→ **RECORDS FOR THIS EXERCISE**

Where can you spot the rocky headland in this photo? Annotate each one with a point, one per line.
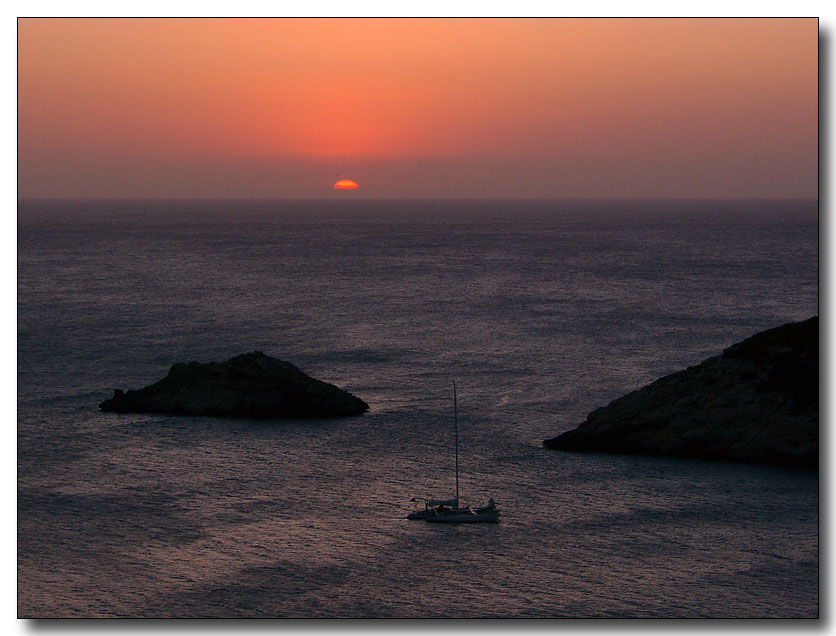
(757, 402)
(249, 385)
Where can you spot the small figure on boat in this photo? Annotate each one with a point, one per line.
(448, 510)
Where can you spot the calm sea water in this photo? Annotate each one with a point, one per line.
(541, 312)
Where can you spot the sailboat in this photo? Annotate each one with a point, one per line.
(449, 510)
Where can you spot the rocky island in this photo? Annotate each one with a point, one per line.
(249, 385)
(757, 402)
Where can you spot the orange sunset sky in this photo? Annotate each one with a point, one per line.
(417, 107)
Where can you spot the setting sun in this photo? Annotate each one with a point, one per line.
(346, 184)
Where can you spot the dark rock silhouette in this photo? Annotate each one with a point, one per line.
(757, 402)
(249, 385)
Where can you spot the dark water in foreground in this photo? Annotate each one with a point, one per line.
(540, 312)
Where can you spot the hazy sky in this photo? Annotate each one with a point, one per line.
(418, 107)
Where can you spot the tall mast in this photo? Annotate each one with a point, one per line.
(456, 426)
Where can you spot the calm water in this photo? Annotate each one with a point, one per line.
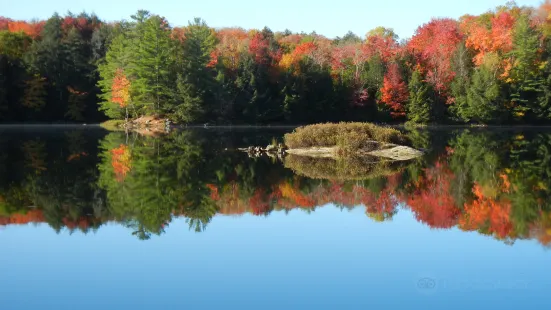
(97, 220)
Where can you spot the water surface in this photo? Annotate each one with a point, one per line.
(90, 219)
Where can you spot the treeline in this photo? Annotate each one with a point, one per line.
(491, 68)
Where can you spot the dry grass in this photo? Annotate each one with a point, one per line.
(113, 125)
(354, 168)
(348, 137)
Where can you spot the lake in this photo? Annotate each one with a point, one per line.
(97, 220)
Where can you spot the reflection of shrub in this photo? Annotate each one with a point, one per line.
(350, 136)
(352, 168)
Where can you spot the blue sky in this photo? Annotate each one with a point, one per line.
(331, 18)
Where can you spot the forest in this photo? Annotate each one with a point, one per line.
(493, 68)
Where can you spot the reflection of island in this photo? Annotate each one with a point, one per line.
(352, 168)
(496, 184)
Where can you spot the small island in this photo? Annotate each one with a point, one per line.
(344, 140)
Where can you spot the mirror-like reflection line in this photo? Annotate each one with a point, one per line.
(494, 182)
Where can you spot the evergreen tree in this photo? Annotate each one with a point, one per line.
(196, 83)
(526, 76)
(47, 57)
(419, 107)
(153, 66)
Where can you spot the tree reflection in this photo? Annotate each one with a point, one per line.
(495, 183)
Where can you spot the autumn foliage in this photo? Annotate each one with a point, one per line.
(121, 162)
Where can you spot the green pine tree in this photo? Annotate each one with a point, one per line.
(419, 107)
(196, 84)
(526, 77)
(153, 66)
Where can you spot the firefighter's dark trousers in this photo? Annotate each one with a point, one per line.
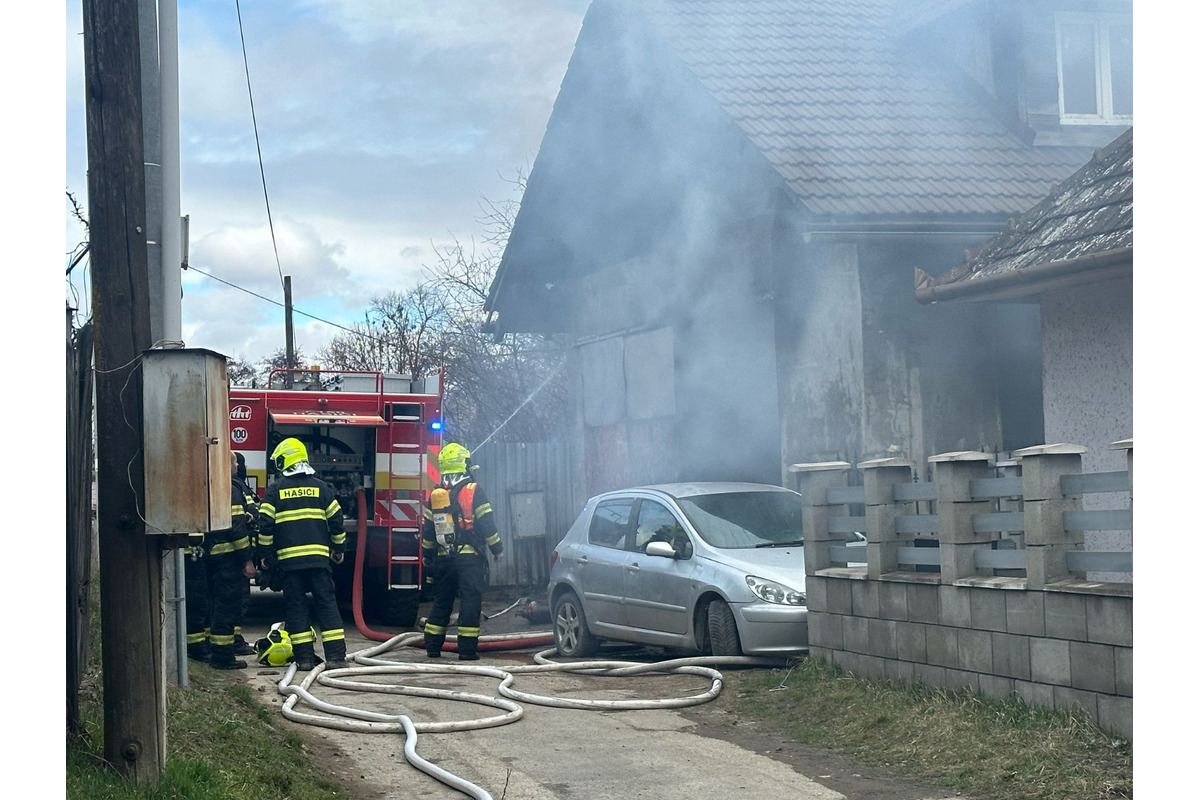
(297, 587)
(228, 584)
(462, 575)
(196, 585)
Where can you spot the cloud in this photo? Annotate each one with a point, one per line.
(382, 126)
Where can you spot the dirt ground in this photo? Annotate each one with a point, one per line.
(507, 759)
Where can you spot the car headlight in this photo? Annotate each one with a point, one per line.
(775, 593)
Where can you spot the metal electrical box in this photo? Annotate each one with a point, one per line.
(185, 421)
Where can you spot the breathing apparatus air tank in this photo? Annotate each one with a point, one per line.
(443, 517)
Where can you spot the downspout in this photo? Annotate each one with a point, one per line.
(172, 253)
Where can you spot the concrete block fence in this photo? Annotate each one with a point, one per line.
(975, 579)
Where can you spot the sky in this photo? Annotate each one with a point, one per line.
(383, 126)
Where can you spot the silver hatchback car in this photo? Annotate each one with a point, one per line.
(713, 567)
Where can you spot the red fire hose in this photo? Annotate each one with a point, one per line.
(485, 643)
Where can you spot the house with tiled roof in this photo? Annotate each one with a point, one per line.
(729, 202)
(1072, 254)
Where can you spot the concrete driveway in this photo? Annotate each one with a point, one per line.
(550, 752)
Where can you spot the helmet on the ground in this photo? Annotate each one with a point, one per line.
(453, 458)
(288, 452)
(275, 648)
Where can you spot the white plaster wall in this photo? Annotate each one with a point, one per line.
(1087, 372)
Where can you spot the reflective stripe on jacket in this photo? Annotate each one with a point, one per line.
(473, 521)
(300, 523)
(235, 539)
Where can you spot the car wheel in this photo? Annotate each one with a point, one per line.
(723, 630)
(571, 635)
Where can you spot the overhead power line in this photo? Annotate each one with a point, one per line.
(276, 302)
(258, 146)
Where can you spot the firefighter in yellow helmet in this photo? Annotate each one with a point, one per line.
(300, 534)
(229, 559)
(457, 531)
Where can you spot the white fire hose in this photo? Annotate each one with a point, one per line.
(369, 663)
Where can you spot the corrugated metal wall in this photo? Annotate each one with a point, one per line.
(529, 488)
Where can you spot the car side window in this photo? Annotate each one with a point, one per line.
(610, 523)
(655, 523)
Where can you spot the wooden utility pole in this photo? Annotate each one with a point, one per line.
(130, 561)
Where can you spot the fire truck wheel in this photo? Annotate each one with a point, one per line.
(394, 607)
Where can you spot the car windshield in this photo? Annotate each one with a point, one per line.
(736, 519)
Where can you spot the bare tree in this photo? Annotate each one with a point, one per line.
(241, 373)
(507, 389)
(402, 332)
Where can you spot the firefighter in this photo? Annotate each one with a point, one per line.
(250, 505)
(300, 534)
(231, 565)
(459, 529)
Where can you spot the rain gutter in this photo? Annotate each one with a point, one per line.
(1023, 282)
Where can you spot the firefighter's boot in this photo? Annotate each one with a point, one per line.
(222, 657)
(198, 651)
(433, 643)
(335, 650)
(468, 648)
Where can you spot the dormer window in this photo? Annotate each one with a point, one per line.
(1095, 68)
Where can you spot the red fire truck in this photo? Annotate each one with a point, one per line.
(375, 438)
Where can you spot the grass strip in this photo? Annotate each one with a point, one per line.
(1001, 750)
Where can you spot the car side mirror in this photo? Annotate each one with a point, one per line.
(663, 549)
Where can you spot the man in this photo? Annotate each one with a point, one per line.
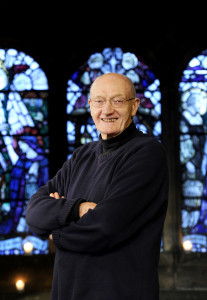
(106, 206)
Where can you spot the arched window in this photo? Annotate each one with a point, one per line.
(80, 126)
(23, 147)
(193, 153)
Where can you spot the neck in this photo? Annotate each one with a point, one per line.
(113, 143)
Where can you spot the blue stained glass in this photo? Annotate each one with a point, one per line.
(193, 152)
(23, 146)
(111, 60)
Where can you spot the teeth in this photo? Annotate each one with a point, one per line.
(109, 120)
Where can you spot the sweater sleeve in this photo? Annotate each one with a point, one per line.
(136, 195)
(44, 213)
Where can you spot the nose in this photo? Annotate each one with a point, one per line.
(108, 108)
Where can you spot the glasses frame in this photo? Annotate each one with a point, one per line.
(112, 104)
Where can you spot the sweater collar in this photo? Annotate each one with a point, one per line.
(112, 144)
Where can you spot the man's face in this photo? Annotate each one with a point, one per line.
(111, 121)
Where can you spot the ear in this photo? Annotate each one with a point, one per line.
(136, 104)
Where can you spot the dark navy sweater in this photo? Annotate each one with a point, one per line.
(112, 252)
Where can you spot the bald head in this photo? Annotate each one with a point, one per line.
(114, 79)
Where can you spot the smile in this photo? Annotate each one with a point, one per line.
(109, 120)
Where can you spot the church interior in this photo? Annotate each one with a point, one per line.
(61, 50)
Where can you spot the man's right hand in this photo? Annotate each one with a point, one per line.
(85, 206)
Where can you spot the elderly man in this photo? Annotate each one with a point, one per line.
(106, 206)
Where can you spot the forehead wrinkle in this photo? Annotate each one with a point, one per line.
(114, 77)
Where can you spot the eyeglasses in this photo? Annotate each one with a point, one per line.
(98, 103)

→ **WHAT TO DO**
Give the listing again exactly, minus its images.

→ **EXERCISE ANSWER**
Where can you spot the rocky headland in this photo? Annotate each one with a point, one per line.
(757, 402)
(249, 385)
Where can you spot the small figure on boat in this photo? Annotate each one with a point, one per line.
(448, 510)
Where can you spot the calm sea water in this photo? Annotate each one with a point, one per line.
(541, 312)
Where can you spot the sailboat in this photo? Annotate each one with a point, one per line.
(449, 510)
Where can you spot the rocky island in this photo? Annotate each one with a point, one per line.
(249, 385)
(757, 402)
Where can you spot the orange sunset sky in this photo? Annotate each one with a point, one per line.
(417, 107)
Where can you spot the setting sun in this photo? Annotate each one with a point, one per line.
(346, 184)
Where can you spot the dark rock silhouette in this photo? Annotate each one with a point, one per line.
(757, 402)
(249, 385)
Where can you spot the dark water in foreground in this photo? Annotate each one with a point, one per line.
(540, 312)
Where can you spot the hazy sky in this photo? Annotate each one with a point, one per line.
(418, 107)
Where can you spot the tall mast in this photo? Annotate each one with a point, one per line.
(456, 426)
Where can you spot the calm water in this photo? Annotate each one with a point, one per line.
(97, 220)
Where can you spot the water surface in this photo? Annotate each one with a point, one per line.
(90, 219)
Where can you spot the treeline in this photo? Annotate each one with a point, one per line.
(491, 68)
Where can you spot the dry grass in this photo? Annotate each one with a point, one per line.
(113, 125)
(354, 168)
(348, 137)
Where can you spot the lake in this photo? Annotate each one with a point, one per line.
(97, 220)
Where can you spot the reflection of shrub in this photo? Annotate each one with a point, one per line.
(350, 136)
(352, 168)
Where can you spot the blue sky in this photo? Annotate each one with a point, one per line.
(331, 18)
Where can you spot the forest in this photo? Annotate each one with a point, one per line.
(493, 68)
Where can you spot the reflection of island in this photo? Annotate each one with a point, one per line.
(352, 168)
(496, 184)
Where can you spot the small island in this photo? Annotate each one with a point, one per line.
(344, 140)
Where can you spot the mirror-like reflection line in this photo? Annotate each one with a point, one per line.
(494, 182)
Where can you spot the evergreen tree in this photo? Annotate each one with a point, one per line.
(196, 83)
(526, 76)
(47, 57)
(419, 107)
(153, 66)
Where can you spot the tree reflection in this photo? Annotate each one with a point, one per line.
(495, 183)
Where can you spot the autumn foliage in this photo? Annotate each one with a point, one per line.
(121, 162)
Where can you spot the green pine tree in this photo? Annotate each one with a point, one per line.
(419, 107)
(196, 84)
(526, 77)
(153, 66)
Where can you spot the firefighter's dark trousers in this photo? Annotate each one with a point, one per line.
(297, 587)
(228, 584)
(462, 575)
(196, 585)
Where can you spot the cloud in this photo? Annotate each one with a point, one per line.
(382, 126)
Where can you spot the dirt ground in this photo? Annotate each one with a point, one per line.
(507, 759)
Where can you spot the car headlight in this photo? Annotate each one with a point, one per line.
(775, 593)
Where can you spot the metal electrical box in this photo? Annotate each one with a point, one per line.
(185, 421)
Where can you spot the breathing apparatus air tank in this photo? Annotate each one with a point, one per line.
(443, 517)
Where can you spot the downspout in this photo? Annotate each one with a point, one per line.
(172, 253)
Where can you spot the concrete block fence in this photo? Annotate each one with a point, one per line.
(975, 579)
Where can you spot the sky in this photo? Annotate each one with a point, one per line.
(383, 126)
Where can you spot the silver hatchback car in this photo? Annotate each one with a point, one per line.
(713, 567)
Where can you spot the red fire hose in this photo? Annotate each one with a point, one per line.
(485, 643)
Where can you spot the house with tiled roof in this photo? Annotate each one with a point, one per line.
(729, 202)
(1072, 254)
Where can you spot the concrete driveway in this photo? Annotate each one with a point, one per line.
(550, 752)
Where can you spot the helmet on the ground in this photo? Annotate each one with a point, one per line.
(453, 458)
(288, 452)
(275, 648)
Where can you spot the white plaster wall in this photo? Annotate each one with a point, one per line.
(1087, 372)
Where can you spot the reflective stripe on jacket in this photo? Annotate each one with a point, one per line.
(473, 521)
(300, 523)
(235, 539)
Where can you spot the car wheel in this photo? Annotate each one with a point, one per line.
(723, 630)
(571, 635)
Where can you spot the overhead power line in this photo? Annotate each one with a point, one per line.
(276, 302)
(258, 146)
Where can you spot the firefighter in yellow helmet in this photo? Annotate each one with a point, one per line.
(300, 534)
(229, 559)
(457, 531)
Where can you spot the white fire hose in this photo? Annotate each one with a point, one per line.
(369, 663)
Where can you spot the corrugated metal wall in this photo? Annotate each one with a point, one per line.
(529, 488)
Where can you spot the car side window in this photo? Annotate each one with a point, one per line.
(610, 523)
(655, 523)
Where can you spot the wooden utility pole in this photo? Annotate each one with a point, one per line.
(130, 561)
Where can you spot the fire truck wheel in this photo? Annotate each one with a point, one per line.
(394, 607)
Where can you spot the car windshield in this photo? Annotate each one with a point, one per line.
(736, 519)
Where can you spot the bare tree in this photo? Annotate each one with a point, one per line.
(241, 373)
(507, 389)
(402, 332)
Where can you spot the firefighter in this photo? Annotate each one with a point, one per line.
(250, 505)
(300, 534)
(231, 565)
(459, 529)
Where can you spot the rain gutter in this photo? Annotate each one with a point, one per line.
(1023, 282)
Where can you spot the firefighter's boot in this photo? Annotate each one with a point, one per line.
(222, 657)
(198, 651)
(433, 643)
(335, 650)
(468, 648)
Where can you spot the dormer window in this photo? Annotate each one with a point, one per line.
(1095, 68)
Where can you spot the red fire truck in this photo? Annotate each one with a point, one per line.
(375, 438)
Where can you spot the grass strip in this photo? Annotate each one with a point, one per line.
(1001, 750)
Where can you spot the car side mirror in this photo? Annotate each one with a point, one per line.
(663, 549)
Where can you spot the man in this photo? Annotate each one with a point, one per line.
(106, 206)
Where can you spot the arched window in this photo? Annotate each one with a point, one per line.
(80, 126)
(23, 147)
(193, 153)
Where can you spot the neck in this photo? Annotate each one with a point, one per line.
(113, 143)
Where can you spot the blue stained glass in this photo? Annotate each one with a point, one per line.
(193, 152)
(23, 146)
(111, 60)
Where can you spot the teeth in this photo? Annotate each one with a point, one per line.
(109, 120)
Where can you spot the sweater sleeve in this photo? Annotate each one with a point, one per line.
(136, 195)
(44, 213)
Where can you spot the nose in this photo? Annotate each one with a point, one per line.
(108, 108)
Where can you spot the glasses frame in this photo? Annotate each one with a point, one per line.
(112, 104)
Where can you spot the sweater collar in this photo? Annotate each one with a point, one per line.
(112, 144)
Where can you spot the man's face in this photo? Annotate each one with a point, one per line.
(111, 121)
Where can you spot the ear in this photo? Annotate each one with a point, one per line.
(136, 104)
Where can you spot the dark navy sweater in this photo? Annotate each one with a point, one per line.
(112, 252)
Where can you spot the bald head in this photo? Annotate each one with a point, one per line.
(114, 79)
Where can you spot the smile in this photo? Annotate each one with a point, one per line.
(109, 120)
Where can you spot the church interior in this photo? Annotate each one with a point, one per line.
(61, 50)
Where can you spot the man's right hand in this photo? Annotate each one with a point, one per line.
(85, 206)
Where can you spot the elderly man in this photo? Annotate each one with a point, one per line.
(106, 206)
Where can you spot the forehead wrinkle in this photo? Annotate each one with a point, one per line.
(114, 77)
Where can you spot the eyeglasses in this photo? Annotate each one with a point, one per line.
(98, 103)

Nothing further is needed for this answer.